● Список заданий
(1) Соберите из листинга все строки, в которых встречается слово «building».
(2) Допишите следующую часть отрывка о французских армиях и мастерских художников, начиная сразу после его последнего предложения.

То же самое мы видим и на войсках. Когда, в конце прошлого столетия, французские армии, столь плохо организованные, столь малоопытные в военном деле, подчиненные офицерам почти столько же невежественным, как и солдаты, сошлись лицом к лицу со стройными полками остальной Европы, — что поддержало их тогда, что двигало вперед и что, наконец, доставило им победу, если не гордость и сила той внутренней уверенности, какой одушевлен был каждый солдат, считавший себя выше противника, чувствовавший в себе призвание, несмотря ни на какие преграды, разнести по всем народам начала истины, разума и справедливости? Не было ли это также следствием великодушного товарищества и братства, взаимного доверия, общности симпатий и надежд, в силу которых каждый, от первого до последнего, рядовой, офицер и генерал, чувствовал себя преданным одному общему делу. Каждый добровольно шел в охотники, каждый понимал положение, опасность, крайнюю нужду страны, каждый был готов исправить чужой промах, все слились в одну душу, в одну волю и своим самобытным вдохновением, своим непредумышленным согласием далеко определили тот совершенный механизм, какой предание, парадировка, палочные удары и прусское чиноначалие выработали перед тем за Рейном.

Как оно бывает в серьезных интересах и делах, так же точно и в сфере искусства и удовольствия. Умные люди всего умнее, когда действуют сообща. Для того чтобы иметь художественные произведения, нужны прежде всего художники, да необходимы также и мастерские. В то время существовали мастерские и сверх того художники составляли из себя корпорации. Все крепко держались друг за друга, и в пределах одного большого общества члены разных мелких обществ тесно и свободно сливались воедино. Дружеские отношения сближали их, а соперничество подстрекало. Мастерская была тогда просто лавкой, а не парадным салоном, как теперь, убранным с одной целью — вызвать побольше заказов. Ученики были тогда работниками, делившими труд и славу со своим мастером-хозяином, а не любителями, которые, расплатившись за урок, чувствуют себя потом вполне свободными. Мальчик обучался в школе читать, писать и немножко орфографии; затем тотчас же, двенадцати или тринадцати лет, он поступал к живописцу, ювелиру, архитектору, ваятелю; обыкновенно мастер-хозяин совмещал все это в себе, и юноша изучал под его руководством не один только клочок искусства, а все искусство целиком. Он работал за него и на него, исполняя, что полегче, — фоны картин, мелкие украшения, второстепенные, придаточные фигуры; он лично участвовал в художественном произведении и интересовался им, как своим собственным делом; он был сыном и вместе домочадцем-прислужником; его называли созданием, креатурой мастера. Ел он с ним за одним столом, бегал у него на посылках, спал под ним на нижних полатях, получал от него трепки и головомойки, а иногда пинки и от его жены[28].

● Исходные данные
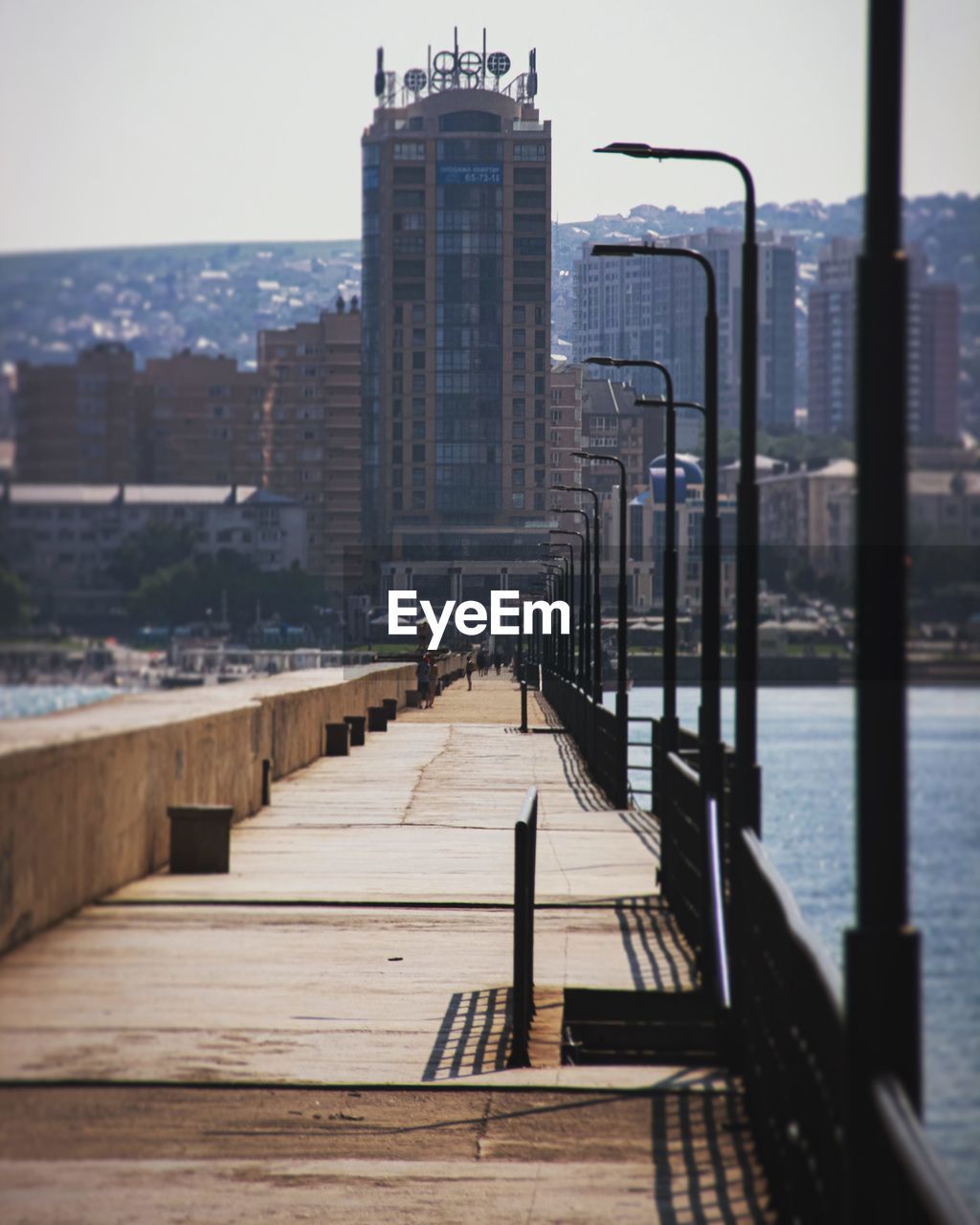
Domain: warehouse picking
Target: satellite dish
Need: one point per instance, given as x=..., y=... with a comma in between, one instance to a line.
x=498, y=64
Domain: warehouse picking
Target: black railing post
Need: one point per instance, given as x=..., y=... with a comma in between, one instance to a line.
x=522, y=991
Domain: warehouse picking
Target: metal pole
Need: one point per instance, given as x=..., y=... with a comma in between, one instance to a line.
x=882, y=950
x=747, y=784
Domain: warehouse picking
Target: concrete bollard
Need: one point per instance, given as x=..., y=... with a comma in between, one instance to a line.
x=337, y=739
x=355, y=722
x=200, y=836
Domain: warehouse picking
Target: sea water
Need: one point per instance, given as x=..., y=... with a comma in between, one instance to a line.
x=806, y=750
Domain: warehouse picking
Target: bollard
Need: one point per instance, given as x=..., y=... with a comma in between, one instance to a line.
x=200, y=836
x=357, y=723
x=338, y=739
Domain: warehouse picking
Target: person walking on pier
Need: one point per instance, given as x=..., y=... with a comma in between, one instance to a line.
x=421, y=680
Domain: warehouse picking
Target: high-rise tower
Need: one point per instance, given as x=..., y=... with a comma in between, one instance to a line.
x=456, y=305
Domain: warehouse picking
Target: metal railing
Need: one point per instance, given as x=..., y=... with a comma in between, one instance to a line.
x=522, y=992
x=775, y=992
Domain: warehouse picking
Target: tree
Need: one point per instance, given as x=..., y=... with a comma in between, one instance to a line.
x=153, y=547
x=187, y=590
x=15, y=608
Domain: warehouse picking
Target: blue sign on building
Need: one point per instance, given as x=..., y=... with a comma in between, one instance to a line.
x=469, y=173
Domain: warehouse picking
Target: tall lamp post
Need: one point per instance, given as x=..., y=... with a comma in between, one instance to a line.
x=882, y=949
x=621, y=797
x=711, y=581
x=569, y=594
x=670, y=547
x=747, y=791
x=583, y=602
x=597, y=598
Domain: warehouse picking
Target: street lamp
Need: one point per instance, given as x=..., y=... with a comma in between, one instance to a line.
x=622, y=707
x=670, y=547
x=583, y=590
x=711, y=581
x=569, y=648
x=585, y=621
x=747, y=792
x=597, y=599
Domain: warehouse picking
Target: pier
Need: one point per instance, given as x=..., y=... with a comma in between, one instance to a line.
x=327, y=1023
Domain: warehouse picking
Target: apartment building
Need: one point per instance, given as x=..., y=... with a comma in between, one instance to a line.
x=456, y=335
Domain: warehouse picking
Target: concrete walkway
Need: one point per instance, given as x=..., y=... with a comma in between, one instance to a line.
x=362, y=942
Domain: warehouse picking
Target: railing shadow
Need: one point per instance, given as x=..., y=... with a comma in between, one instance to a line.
x=658, y=956
x=704, y=1170
x=473, y=1037
x=587, y=794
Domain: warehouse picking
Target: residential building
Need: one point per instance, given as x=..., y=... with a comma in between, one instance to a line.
x=456, y=315
x=612, y=420
x=563, y=432
x=60, y=538
x=932, y=350
x=197, y=421
x=77, y=423
x=311, y=436
x=650, y=307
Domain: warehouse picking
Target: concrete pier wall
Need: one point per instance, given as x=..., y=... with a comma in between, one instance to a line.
x=83, y=795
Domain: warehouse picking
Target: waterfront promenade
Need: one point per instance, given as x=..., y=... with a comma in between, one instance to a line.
x=322, y=1033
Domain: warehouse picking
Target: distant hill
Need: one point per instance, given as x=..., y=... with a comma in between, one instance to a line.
x=213, y=298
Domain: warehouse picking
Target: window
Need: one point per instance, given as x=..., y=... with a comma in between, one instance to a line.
x=469, y=122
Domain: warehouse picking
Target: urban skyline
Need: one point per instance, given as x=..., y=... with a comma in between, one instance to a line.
x=803, y=77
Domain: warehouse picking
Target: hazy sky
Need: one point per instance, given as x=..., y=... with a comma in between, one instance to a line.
x=134, y=122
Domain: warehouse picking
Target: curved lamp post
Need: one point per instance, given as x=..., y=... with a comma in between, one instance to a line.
x=597, y=600
x=670, y=546
x=747, y=791
x=583, y=598
x=711, y=581
x=622, y=707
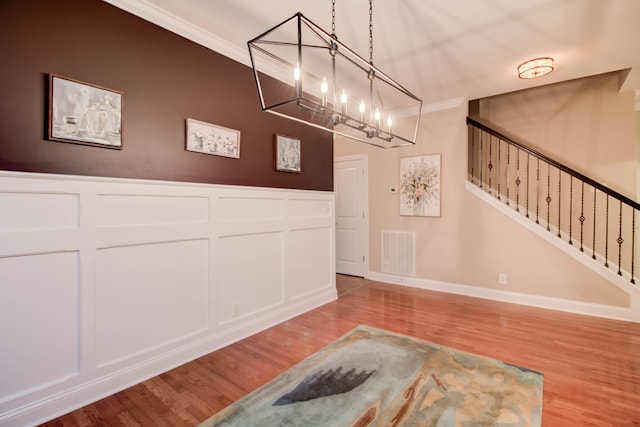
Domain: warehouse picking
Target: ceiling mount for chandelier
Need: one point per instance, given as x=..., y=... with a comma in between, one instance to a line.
x=306, y=74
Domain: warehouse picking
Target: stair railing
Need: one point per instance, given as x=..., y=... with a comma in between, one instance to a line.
x=583, y=212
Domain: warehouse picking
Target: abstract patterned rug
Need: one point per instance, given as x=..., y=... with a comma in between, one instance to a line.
x=371, y=377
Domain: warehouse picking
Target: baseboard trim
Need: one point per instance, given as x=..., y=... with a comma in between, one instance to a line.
x=558, y=304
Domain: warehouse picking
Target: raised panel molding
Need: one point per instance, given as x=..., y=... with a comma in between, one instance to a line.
x=126, y=279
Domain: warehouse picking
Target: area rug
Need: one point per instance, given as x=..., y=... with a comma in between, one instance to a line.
x=372, y=377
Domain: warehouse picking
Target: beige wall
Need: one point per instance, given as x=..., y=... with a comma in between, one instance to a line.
x=471, y=243
x=586, y=124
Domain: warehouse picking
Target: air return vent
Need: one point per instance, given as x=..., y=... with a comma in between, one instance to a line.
x=399, y=252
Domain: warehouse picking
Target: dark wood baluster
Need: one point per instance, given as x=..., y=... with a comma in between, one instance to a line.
x=620, y=241
x=490, y=164
x=606, y=234
x=548, y=197
x=499, y=171
x=633, y=243
x=518, y=179
x=528, y=158
x=559, y=200
x=472, y=140
x=537, y=190
x=595, y=194
x=570, y=209
x=582, y=218
x=481, y=156
x=508, y=172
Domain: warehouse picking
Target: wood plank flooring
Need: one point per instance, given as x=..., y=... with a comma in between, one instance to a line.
x=591, y=365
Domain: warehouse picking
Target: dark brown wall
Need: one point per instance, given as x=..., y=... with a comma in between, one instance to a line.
x=164, y=79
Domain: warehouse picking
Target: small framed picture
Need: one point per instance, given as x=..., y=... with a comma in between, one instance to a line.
x=83, y=113
x=212, y=139
x=420, y=185
x=287, y=154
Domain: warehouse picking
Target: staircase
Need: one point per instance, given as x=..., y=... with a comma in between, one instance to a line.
x=587, y=217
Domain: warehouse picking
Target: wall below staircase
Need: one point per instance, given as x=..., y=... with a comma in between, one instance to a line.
x=471, y=243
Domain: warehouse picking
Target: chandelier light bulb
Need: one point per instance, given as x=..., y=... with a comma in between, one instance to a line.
x=296, y=72
x=324, y=87
x=343, y=99
x=362, y=109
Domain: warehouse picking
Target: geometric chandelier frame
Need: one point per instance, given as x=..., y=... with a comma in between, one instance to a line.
x=305, y=74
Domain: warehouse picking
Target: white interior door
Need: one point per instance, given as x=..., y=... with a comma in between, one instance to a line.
x=350, y=186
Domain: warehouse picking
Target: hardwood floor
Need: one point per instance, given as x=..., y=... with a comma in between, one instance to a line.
x=591, y=365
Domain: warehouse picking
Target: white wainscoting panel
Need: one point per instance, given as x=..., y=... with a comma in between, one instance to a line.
x=38, y=211
x=38, y=321
x=309, y=266
x=150, y=210
x=250, y=274
x=148, y=296
x=107, y=282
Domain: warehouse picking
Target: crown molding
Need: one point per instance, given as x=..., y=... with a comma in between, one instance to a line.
x=152, y=13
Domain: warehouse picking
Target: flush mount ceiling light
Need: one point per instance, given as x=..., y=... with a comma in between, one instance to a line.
x=305, y=74
x=535, y=68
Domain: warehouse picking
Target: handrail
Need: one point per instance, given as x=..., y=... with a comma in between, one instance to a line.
x=555, y=163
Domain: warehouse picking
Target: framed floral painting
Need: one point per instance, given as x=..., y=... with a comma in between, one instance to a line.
x=420, y=185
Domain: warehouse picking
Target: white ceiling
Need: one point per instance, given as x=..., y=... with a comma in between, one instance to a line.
x=441, y=50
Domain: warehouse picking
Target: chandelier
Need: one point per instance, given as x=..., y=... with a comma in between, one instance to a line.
x=305, y=74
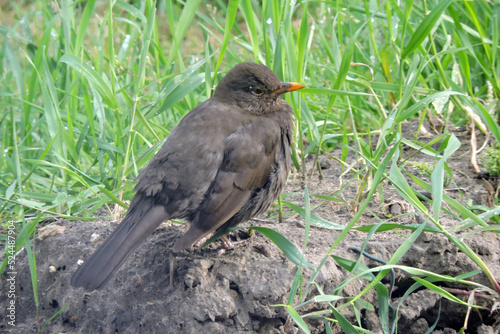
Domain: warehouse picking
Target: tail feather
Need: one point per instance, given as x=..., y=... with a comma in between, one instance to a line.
x=132, y=231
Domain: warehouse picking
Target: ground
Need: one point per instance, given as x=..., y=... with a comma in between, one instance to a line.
x=234, y=291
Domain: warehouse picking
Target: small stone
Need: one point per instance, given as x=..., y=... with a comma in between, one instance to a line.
x=95, y=237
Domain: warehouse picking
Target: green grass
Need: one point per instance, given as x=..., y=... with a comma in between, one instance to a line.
x=89, y=90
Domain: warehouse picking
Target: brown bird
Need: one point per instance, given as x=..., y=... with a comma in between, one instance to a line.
x=224, y=163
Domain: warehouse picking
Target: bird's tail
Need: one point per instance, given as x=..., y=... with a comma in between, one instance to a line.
x=97, y=270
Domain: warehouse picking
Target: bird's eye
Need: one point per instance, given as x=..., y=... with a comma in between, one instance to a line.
x=257, y=91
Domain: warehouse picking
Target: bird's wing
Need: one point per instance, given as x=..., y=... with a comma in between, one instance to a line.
x=180, y=174
x=249, y=156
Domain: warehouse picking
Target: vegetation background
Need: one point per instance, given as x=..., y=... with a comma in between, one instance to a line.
x=90, y=89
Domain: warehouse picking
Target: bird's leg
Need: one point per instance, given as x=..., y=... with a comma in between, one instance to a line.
x=228, y=244
x=172, y=267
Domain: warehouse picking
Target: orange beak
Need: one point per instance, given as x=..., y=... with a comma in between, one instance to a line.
x=288, y=87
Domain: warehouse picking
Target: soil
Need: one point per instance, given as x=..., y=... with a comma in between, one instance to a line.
x=236, y=291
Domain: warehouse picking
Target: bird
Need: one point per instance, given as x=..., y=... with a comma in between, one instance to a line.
x=225, y=162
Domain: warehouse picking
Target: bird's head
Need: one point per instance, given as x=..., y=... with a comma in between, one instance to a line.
x=253, y=87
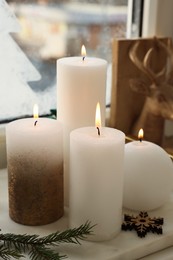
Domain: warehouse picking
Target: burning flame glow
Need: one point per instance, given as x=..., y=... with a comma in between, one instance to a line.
x=98, y=116
x=35, y=111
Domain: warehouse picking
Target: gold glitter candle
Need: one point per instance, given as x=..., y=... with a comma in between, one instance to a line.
x=35, y=170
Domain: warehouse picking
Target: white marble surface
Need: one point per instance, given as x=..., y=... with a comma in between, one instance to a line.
x=126, y=246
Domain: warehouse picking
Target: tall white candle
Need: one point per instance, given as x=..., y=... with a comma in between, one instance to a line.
x=35, y=168
x=81, y=83
x=148, y=179
x=96, y=180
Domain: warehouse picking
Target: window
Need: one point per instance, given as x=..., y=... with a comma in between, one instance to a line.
x=50, y=30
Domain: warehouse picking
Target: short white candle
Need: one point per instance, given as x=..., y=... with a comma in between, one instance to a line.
x=96, y=180
x=35, y=168
x=148, y=176
x=81, y=83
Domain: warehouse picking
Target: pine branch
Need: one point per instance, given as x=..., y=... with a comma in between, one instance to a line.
x=69, y=236
x=43, y=253
x=6, y=253
x=14, y=245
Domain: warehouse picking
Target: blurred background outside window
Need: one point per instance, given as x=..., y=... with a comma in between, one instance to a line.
x=51, y=29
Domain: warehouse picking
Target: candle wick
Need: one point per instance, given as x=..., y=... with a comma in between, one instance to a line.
x=35, y=123
x=98, y=131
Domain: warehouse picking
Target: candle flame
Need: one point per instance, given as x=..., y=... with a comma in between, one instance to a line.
x=83, y=51
x=35, y=111
x=141, y=134
x=98, y=116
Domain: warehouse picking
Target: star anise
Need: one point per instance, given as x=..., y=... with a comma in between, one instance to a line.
x=142, y=223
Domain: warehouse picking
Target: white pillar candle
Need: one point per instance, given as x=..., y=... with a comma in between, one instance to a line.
x=96, y=180
x=81, y=83
x=148, y=176
x=35, y=168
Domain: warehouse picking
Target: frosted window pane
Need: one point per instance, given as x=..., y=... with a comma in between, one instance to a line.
x=50, y=30
x=8, y=21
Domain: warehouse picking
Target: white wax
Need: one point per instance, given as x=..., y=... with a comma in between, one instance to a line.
x=35, y=160
x=81, y=84
x=42, y=144
x=148, y=176
x=96, y=180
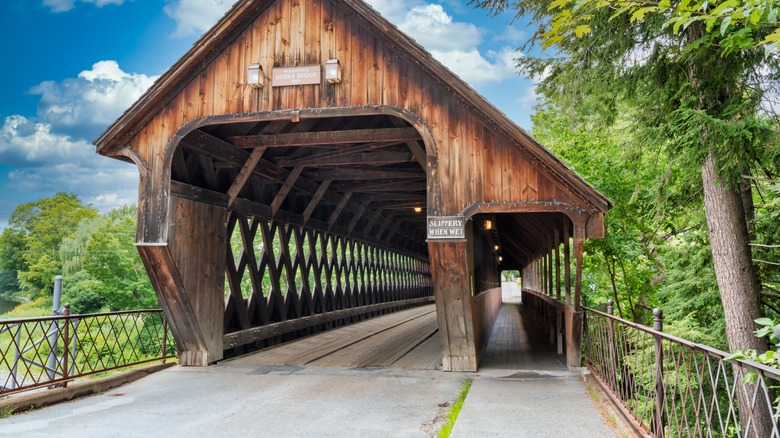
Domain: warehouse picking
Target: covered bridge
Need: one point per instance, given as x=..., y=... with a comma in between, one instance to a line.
x=306, y=165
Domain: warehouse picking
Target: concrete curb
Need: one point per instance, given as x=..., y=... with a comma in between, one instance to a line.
x=37, y=400
x=612, y=413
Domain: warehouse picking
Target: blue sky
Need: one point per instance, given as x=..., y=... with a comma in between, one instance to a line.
x=71, y=67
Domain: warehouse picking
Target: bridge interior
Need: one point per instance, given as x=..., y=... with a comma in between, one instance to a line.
x=409, y=339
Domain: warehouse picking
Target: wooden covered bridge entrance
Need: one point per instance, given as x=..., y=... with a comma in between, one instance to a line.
x=306, y=165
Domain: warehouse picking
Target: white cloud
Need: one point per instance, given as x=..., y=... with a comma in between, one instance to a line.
x=435, y=30
x=47, y=163
x=477, y=70
x=66, y=5
x=454, y=44
x=94, y=99
x=102, y=182
x=23, y=142
x=512, y=35
x=193, y=17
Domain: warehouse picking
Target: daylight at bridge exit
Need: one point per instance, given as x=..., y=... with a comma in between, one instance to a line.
x=374, y=218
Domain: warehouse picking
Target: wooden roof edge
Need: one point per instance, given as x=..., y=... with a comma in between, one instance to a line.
x=160, y=89
x=238, y=16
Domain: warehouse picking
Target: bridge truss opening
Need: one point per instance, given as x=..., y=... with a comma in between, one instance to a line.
x=324, y=219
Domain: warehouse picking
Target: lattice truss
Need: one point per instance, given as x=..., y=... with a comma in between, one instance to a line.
x=278, y=272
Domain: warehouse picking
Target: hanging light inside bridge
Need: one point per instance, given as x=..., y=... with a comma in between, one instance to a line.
x=254, y=76
x=333, y=71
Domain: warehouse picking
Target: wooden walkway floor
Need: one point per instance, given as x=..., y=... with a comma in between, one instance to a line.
x=514, y=345
x=409, y=339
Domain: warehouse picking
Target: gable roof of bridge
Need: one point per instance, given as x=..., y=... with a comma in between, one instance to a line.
x=243, y=13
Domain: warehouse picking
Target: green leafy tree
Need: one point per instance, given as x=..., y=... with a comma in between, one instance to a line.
x=696, y=87
x=33, y=236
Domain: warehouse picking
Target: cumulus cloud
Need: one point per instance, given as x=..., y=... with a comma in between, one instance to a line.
x=435, y=30
x=475, y=68
x=99, y=181
x=66, y=5
x=46, y=162
x=92, y=100
x=23, y=142
x=51, y=153
x=454, y=44
x=193, y=17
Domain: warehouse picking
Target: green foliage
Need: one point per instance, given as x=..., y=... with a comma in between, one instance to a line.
x=634, y=99
x=8, y=281
x=30, y=243
x=452, y=415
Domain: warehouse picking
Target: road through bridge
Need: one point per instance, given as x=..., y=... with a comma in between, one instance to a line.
x=306, y=165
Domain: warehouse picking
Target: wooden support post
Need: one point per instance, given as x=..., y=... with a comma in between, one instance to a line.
x=573, y=325
x=453, y=305
x=579, y=246
x=557, y=265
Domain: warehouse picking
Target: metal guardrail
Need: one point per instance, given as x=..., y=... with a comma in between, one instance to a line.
x=52, y=351
x=670, y=387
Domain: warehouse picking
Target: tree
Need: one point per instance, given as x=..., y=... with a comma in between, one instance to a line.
x=696, y=81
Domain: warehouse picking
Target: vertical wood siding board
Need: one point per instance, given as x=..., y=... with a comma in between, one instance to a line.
x=206, y=86
x=296, y=50
x=235, y=75
x=220, y=80
x=290, y=58
x=390, y=84
x=249, y=57
x=343, y=29
x=467, y=155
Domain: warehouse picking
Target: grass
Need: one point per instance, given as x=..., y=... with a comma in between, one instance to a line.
x=452, y=415
x=7, y=411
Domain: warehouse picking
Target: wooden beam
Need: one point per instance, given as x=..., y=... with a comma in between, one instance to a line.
x=286, y=187
x=364, y=173
x=244, y=174
x=325, y=138
x=339, y=207
x=371, y=158
x=418, y=152
x=256, y=334
x=406, y=186
x=358, y=215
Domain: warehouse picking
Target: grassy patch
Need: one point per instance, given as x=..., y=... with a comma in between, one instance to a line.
x=7, y=411
x=446, y=429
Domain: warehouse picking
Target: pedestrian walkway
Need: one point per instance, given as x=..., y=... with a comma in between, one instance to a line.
x=524, y=390
x=246, y=397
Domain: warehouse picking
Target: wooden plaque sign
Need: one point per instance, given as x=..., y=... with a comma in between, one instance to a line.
x=302, y=75
x=446, y=228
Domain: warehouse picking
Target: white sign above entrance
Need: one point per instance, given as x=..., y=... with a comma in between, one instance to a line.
x=446, y=228
x=303, y=75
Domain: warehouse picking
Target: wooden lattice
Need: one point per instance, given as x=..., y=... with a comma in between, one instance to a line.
x=280, y=276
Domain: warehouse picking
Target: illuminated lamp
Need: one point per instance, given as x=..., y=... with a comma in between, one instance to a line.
x=333, y=71
x=255, y=76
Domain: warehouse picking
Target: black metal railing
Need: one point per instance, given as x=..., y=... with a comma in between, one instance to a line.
x=51, y=351
x=670, y=387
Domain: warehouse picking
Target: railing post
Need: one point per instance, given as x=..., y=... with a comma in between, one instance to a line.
x=165, y=338
x=66, y=346
x=54, y=330
x=612, y=355
x=658, y=324
x=17, y=356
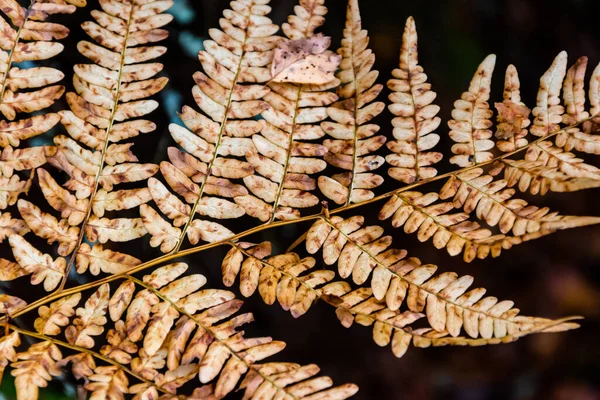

● Ответы к заданиям
(1)
Target: blue sign on building
Target: apartment building
Target: residential building

(2)
«Я прожил, — говорит Рафаэлло ди Монтелупо, — с двенадцати до четырнадцати лет, то есть два года, у Микеланьоло Бандинелли, и по большей части только и делал, что раздувал меха для хозяйских работ; иногда садился я, впрочем, за рисование. Однажды хозяин велел мне прокалить, то есть снова положить в огонь, несколько золотых репейков, которые изготовлялись для Лоренцо Медичи, герцога Урбинского. Он бил их молотком по наковальне, и пока возился с одним, я прокаливал между тем другой. Приостановясь, чтоб сказать что-то потихоньку одному из своих приятелей, и не заметив, как я в это время принял холодную пуговицу и положил на ее место раскаленную, он взялся за нее и обжег себе два пальца, которыми ее хватил; крича и прыгая по всей лавке, он хотел исколотить меня; но я ловко увертывался от него туда и сюда и решительно не дался ему в руки. Когда, однако ж, настал обеденный час и я проходил мимо дверки, у которой сидел хозяин, он схватил меня за волосы и отвесил мне несколько ’’добрых пощечин”».

Это ведь нравы каких-нибудь слесарей или каменщиков, грубые, открытые, веселые и дружелюбные; ученики путешествуют вместе с хозяином и наряду с ним бьются кулаками и шпагой по большим дорогам. Они обороняют его и от нападений, и от ругани — вы уже видели, как ученики Рафаэля и Челлини обнажают за честь хозяйского дома саблю и кинжал.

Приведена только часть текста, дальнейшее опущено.